→ **AIM 1**
Quote the British Gas pricing announcement below word for word, everything from "Wholesale gas prices for" down to "spring last year.".

[START PAGE EXTRACT]

British Gas: Pricing Announcement

  • Prices for dual fuel to increase by 25 per cent.
  • Lower price increase of 21 per cent for dual fuel prepayment customers.
  • Prices for electricity to increase by 9 per cent and gas by 35 per cent.
  • No increase at all for 2.1 million customers on fixed price tariffs.
  • Launch of Essentials Extra: no price increase for vulnerable customers until April 2009, saving up to £214 per customer1, plus a home energy audit and energy efficiency measures to help reduce energy consumption and cut future bills in a sustainable way.
  • Nil premium fixed price tariff launched to guarantee prices until September 2011.
  • Winter 2008/2009 wholesale gas prices up 89 per cent on the previous winter, which represents an increase in market commodity costs of around £2 billion.
  • British Gas Residential profits for first half of 2008 down 69 per cent. 
  • Committed to no further price rises for standard tariff customers in 2008.

British Gas today announced that soaring wholesale energy prices have forced it to increase tariffs for domestic gas and electricity.

Wholesale gas prices for the coming winter have increased by 89 per cent on the previous winter – up from 48.0p/th2 to 90.8p/th3. Wholesale electricity prices have increased by 72 per cent – up from £49.62 MWh4 to £85.58 MWh5 over the same period.

The increase in wholesale prices is the result of:

  • Diminishing UK gas reserves: the UK will import 40 per cent of its gas needs this year, up from 27 per cent last year.
  • The UK is now buying gas in a global market: prices are strongly linked to record oil prices, which have doubled since spring last year.
  • Increasing global demand: countries in all parts of the world, including fast-growing Asian economies, are attracting gas cargoes at oil-inflated high prices and thus the volume of gas shipped to the UK has fallen 60 per cent6.

British Gas Managing Director, Phil Bentley, said: “We very much regret that we have had to make this decision at a time when many household budgets are already under pressure.  The simple fact though, is that we have entered an era of unprecedented high world energy prices. The only answer to cope with higher energy prices,  I’m afraid, is for all of us to be more energy efficient and we will be contacting all our British Gas customers to show how they can save energy to try and offset these price rises.”

The retail price increases, averaging 25 per cent or 72p per day for a dual fuel customer, come in with immediate effect.  However, 2.1 million customers on fixed price tariffs will be unaffected.

British Gas has around 340,000 Essentials accounts and by holding prices flat until after the winter, those customers will save up to £2141.  In the 12 months to April 2009 British Gas has committed to spend £43 million on support for its Essentials customers – the most of all the six major energy retailers.

British Gas has also launched Essentials Extra – a package of benefits that will allow its most vulnerable customers to control their energy bills on an ongoing basis.  Along with benefiting from a delay in the price increase until after winter, Essentials customers will be offered a home energy audit to identify measures that can be taken in their homes to cut consumption and bring down the cost of energy when prices rise after winter.  Where suitable, British Gas will then offer access to free energy efficiency measures such as insulation. This package will help Essentials customers take control their bills in a sustainable way.

This initiative is part of a broader programme of working with the Government to try to reduce the impact of soaring wholesale energy prices for the most vulnerable customers.

[END PAGE EXTRACT]
[START TASK INPUT]

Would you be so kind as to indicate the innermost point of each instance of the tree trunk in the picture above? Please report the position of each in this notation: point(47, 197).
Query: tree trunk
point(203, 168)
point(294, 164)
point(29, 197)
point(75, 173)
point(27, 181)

[END TASK INPUT]

→ **AIM 2**
Print every line of the records above, unchanged and in the same order.

→ **FINAL ANSWER 1**
Wholesale gas prices for the coming winter have increased by 89 per cent on the previous winter – up from 48.0p/th2 to 90.8p/th3. Wholesale electricity prices have increased by 72 per cent – up from £49.62 MWh4 to £85.58 MWh5 over the same period.

The increase in wholesale prices is the result of:

  • Diminishing UK gas reserves: the UK will import 40 per cent of its gas needs this year, up from 27 per cent last year.
  • The UK is now buying gas in a global market: prices are strongly linked to record oil prices, which have doubled since spring last year.

→ **FINAL ANSWER 2**
Would you be so kind as to indicate the innermost point of each instance of the tree trunk in the picture above? Please report the position of each in this notation: point(47, 197).
Query: tree trunk
point(203, 168)
point(294, 164)
point(29, 197)
point(75, 173)
point(27, 181)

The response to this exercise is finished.